Task to carry out: A bare number is the only acceptable answer: how many lines of these entries include "mountain"?

Data in this exercise:
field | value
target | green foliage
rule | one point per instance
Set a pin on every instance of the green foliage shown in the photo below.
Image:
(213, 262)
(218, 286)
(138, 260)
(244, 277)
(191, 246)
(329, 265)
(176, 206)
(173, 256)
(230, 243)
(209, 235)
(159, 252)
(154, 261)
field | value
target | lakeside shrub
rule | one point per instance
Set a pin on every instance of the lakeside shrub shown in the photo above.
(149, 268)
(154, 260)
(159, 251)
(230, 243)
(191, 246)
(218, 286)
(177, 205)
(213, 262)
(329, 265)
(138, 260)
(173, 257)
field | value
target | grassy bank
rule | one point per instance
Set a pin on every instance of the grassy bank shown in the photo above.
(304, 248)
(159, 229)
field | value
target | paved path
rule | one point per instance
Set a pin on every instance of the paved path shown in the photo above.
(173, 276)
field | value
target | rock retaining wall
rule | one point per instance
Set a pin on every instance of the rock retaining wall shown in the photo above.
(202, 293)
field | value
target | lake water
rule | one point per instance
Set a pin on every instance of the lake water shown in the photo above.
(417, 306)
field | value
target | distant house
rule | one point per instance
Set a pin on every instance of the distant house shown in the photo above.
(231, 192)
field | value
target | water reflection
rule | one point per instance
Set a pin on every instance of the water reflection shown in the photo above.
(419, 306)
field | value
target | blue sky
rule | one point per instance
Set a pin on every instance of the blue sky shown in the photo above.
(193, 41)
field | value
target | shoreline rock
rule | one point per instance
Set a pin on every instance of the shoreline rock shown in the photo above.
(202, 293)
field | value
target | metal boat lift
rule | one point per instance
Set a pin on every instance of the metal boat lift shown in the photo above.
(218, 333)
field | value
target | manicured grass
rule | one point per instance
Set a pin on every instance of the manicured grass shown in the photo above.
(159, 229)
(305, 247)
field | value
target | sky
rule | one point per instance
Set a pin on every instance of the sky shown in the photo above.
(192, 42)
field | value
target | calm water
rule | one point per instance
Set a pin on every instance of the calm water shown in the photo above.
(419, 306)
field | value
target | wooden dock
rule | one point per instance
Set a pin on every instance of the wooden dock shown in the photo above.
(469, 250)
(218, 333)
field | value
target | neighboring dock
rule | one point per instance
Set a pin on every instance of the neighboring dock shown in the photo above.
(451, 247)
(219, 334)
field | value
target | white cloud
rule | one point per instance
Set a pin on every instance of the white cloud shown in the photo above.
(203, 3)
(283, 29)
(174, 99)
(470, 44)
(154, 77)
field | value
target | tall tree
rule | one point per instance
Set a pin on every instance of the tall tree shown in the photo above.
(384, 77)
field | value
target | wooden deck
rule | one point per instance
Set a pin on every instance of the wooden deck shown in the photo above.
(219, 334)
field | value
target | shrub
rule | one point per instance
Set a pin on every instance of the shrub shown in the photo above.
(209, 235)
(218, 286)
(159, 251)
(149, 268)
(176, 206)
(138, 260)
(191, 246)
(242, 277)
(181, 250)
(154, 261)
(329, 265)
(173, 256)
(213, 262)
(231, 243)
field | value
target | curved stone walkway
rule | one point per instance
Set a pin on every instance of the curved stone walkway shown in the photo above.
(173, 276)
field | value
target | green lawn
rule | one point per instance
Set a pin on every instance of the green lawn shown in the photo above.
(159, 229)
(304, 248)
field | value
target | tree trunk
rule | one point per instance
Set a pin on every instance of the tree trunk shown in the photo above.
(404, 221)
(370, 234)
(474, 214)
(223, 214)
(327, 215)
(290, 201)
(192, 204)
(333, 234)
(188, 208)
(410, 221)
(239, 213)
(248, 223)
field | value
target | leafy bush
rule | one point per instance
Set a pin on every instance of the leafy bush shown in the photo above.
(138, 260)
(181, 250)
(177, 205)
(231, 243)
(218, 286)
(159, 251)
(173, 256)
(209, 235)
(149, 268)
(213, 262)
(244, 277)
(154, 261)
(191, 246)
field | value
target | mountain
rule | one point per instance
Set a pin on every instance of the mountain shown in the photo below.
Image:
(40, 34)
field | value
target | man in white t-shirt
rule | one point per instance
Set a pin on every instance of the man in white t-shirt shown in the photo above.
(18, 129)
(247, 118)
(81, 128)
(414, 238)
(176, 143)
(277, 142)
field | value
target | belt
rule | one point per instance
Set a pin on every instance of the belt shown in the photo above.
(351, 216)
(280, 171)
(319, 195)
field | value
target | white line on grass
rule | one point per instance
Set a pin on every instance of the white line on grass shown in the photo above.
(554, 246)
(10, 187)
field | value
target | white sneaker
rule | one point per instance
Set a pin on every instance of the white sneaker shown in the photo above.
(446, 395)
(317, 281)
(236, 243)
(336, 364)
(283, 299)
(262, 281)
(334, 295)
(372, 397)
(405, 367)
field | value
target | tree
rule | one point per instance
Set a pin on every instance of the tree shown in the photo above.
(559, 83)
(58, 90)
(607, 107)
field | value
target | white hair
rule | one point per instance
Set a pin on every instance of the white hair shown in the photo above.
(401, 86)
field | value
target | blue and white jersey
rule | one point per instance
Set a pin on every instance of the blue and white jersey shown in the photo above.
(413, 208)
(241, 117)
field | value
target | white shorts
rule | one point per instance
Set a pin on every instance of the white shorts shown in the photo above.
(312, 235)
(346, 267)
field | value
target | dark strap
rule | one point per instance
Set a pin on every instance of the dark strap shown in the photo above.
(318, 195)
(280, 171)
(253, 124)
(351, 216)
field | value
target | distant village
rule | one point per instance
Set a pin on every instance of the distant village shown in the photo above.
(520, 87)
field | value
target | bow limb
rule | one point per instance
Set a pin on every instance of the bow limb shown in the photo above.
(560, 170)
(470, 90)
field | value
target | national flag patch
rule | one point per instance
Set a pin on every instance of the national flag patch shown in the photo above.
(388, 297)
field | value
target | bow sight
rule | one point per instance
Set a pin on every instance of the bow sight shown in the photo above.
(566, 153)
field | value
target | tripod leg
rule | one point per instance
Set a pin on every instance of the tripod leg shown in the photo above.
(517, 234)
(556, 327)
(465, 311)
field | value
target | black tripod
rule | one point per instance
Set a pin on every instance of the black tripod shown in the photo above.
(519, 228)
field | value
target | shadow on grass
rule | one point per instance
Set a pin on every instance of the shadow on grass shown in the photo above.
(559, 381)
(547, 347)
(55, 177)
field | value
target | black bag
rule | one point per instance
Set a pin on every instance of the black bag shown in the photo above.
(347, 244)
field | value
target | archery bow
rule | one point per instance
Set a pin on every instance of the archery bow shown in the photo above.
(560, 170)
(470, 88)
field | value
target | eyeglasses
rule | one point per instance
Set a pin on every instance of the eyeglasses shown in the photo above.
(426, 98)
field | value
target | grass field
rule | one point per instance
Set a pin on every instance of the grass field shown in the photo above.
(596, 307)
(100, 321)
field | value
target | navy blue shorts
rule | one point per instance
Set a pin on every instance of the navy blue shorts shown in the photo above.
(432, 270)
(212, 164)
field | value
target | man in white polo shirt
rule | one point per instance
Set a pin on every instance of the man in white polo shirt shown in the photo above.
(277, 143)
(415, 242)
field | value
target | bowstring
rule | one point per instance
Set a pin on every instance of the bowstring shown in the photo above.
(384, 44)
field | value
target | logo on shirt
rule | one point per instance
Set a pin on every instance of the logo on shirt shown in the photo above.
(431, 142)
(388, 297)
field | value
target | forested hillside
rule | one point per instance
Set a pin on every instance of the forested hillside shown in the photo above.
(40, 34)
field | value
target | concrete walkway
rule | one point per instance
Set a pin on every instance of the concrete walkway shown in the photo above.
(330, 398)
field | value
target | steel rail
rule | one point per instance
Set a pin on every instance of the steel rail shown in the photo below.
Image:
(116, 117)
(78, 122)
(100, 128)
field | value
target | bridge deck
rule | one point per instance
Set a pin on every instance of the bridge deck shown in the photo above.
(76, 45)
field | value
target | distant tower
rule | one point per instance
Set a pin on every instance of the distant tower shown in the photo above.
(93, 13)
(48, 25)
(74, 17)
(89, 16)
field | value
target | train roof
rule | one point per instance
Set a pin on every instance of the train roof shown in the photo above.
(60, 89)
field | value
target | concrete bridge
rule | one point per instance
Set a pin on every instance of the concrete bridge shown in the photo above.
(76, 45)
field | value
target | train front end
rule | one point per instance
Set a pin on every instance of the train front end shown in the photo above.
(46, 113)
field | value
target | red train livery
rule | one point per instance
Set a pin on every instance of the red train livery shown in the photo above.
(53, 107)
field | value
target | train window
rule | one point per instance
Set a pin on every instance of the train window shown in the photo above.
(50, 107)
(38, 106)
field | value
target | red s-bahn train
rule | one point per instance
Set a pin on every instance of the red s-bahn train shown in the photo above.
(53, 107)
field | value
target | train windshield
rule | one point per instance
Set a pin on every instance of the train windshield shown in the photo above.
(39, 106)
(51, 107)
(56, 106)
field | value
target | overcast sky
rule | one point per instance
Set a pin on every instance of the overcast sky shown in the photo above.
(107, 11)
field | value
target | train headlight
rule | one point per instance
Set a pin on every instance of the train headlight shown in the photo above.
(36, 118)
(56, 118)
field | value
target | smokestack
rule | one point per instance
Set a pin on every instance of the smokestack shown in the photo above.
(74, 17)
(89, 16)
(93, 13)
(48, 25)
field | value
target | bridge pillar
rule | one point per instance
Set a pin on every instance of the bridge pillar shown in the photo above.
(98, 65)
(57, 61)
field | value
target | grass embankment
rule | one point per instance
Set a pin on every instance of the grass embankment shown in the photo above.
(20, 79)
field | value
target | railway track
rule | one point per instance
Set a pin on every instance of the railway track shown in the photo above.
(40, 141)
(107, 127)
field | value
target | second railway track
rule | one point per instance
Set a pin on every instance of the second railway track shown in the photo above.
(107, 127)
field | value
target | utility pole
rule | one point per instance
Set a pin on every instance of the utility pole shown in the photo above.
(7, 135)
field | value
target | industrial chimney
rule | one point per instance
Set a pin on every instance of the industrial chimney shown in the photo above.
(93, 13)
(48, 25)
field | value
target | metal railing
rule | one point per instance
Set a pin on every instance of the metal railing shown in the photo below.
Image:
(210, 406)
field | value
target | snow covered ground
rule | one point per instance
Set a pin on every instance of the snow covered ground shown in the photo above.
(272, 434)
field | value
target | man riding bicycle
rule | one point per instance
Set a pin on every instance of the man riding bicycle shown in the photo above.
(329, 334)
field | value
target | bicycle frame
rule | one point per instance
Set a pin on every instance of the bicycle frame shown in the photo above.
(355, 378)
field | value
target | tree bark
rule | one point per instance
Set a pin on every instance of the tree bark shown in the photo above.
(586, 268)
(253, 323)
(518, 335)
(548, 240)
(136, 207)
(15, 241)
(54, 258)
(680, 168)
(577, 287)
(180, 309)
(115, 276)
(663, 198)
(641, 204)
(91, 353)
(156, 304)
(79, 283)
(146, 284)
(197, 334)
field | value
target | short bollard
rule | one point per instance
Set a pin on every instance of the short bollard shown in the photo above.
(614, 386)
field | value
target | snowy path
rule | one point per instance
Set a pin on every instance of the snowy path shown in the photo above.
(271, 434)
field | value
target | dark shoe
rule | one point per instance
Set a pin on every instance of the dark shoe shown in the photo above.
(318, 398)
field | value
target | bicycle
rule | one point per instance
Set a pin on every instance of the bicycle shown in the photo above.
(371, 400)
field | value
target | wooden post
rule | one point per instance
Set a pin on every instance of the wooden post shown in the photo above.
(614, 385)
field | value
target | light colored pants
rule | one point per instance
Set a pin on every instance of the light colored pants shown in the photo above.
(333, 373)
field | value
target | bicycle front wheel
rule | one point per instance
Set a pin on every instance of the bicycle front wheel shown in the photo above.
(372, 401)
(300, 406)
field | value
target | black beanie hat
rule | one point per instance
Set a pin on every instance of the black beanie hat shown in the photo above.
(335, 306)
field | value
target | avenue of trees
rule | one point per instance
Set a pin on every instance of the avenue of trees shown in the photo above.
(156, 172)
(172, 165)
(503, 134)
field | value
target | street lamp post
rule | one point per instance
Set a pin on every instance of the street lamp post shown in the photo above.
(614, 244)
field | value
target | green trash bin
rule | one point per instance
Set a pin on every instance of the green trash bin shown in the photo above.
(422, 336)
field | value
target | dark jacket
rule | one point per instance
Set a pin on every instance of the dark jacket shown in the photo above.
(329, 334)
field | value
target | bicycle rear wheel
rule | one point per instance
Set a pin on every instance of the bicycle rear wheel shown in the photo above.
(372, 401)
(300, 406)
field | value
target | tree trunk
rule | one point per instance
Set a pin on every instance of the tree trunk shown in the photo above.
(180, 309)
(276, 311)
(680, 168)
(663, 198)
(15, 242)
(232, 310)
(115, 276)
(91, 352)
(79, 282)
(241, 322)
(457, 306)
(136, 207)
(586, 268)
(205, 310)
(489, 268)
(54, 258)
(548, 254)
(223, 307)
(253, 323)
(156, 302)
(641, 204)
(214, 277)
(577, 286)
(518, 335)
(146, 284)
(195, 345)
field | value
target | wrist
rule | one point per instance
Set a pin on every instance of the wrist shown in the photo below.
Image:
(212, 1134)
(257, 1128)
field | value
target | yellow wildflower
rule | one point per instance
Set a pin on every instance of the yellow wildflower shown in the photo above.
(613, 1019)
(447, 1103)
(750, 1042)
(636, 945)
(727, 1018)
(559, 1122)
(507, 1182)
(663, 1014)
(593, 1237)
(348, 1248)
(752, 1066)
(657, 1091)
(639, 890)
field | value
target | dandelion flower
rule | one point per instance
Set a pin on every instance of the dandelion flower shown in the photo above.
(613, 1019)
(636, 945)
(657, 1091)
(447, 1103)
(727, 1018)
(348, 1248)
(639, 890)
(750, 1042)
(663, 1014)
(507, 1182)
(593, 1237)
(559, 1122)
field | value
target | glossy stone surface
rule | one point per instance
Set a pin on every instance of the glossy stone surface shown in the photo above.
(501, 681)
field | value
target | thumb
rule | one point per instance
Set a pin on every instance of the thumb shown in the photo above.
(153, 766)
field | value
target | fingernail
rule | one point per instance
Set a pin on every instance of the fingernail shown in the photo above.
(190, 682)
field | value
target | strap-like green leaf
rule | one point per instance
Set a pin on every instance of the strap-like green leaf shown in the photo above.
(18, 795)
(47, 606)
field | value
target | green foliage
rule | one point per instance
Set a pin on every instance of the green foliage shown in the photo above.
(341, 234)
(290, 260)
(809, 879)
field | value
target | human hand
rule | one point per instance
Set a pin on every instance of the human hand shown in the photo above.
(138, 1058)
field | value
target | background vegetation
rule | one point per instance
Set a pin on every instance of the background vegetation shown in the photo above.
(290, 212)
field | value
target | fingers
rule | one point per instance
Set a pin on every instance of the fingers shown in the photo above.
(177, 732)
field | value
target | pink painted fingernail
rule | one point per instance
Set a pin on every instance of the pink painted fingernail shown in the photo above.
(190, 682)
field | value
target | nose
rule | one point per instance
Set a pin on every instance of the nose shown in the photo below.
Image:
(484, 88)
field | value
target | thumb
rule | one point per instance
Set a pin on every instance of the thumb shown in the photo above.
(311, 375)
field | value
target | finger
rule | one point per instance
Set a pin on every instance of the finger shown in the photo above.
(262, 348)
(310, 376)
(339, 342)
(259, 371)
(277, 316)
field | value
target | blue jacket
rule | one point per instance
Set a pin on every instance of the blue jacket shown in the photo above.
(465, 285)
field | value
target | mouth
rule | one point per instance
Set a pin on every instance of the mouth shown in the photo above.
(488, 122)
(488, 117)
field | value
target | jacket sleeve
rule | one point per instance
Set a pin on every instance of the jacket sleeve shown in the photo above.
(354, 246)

Answer section: 2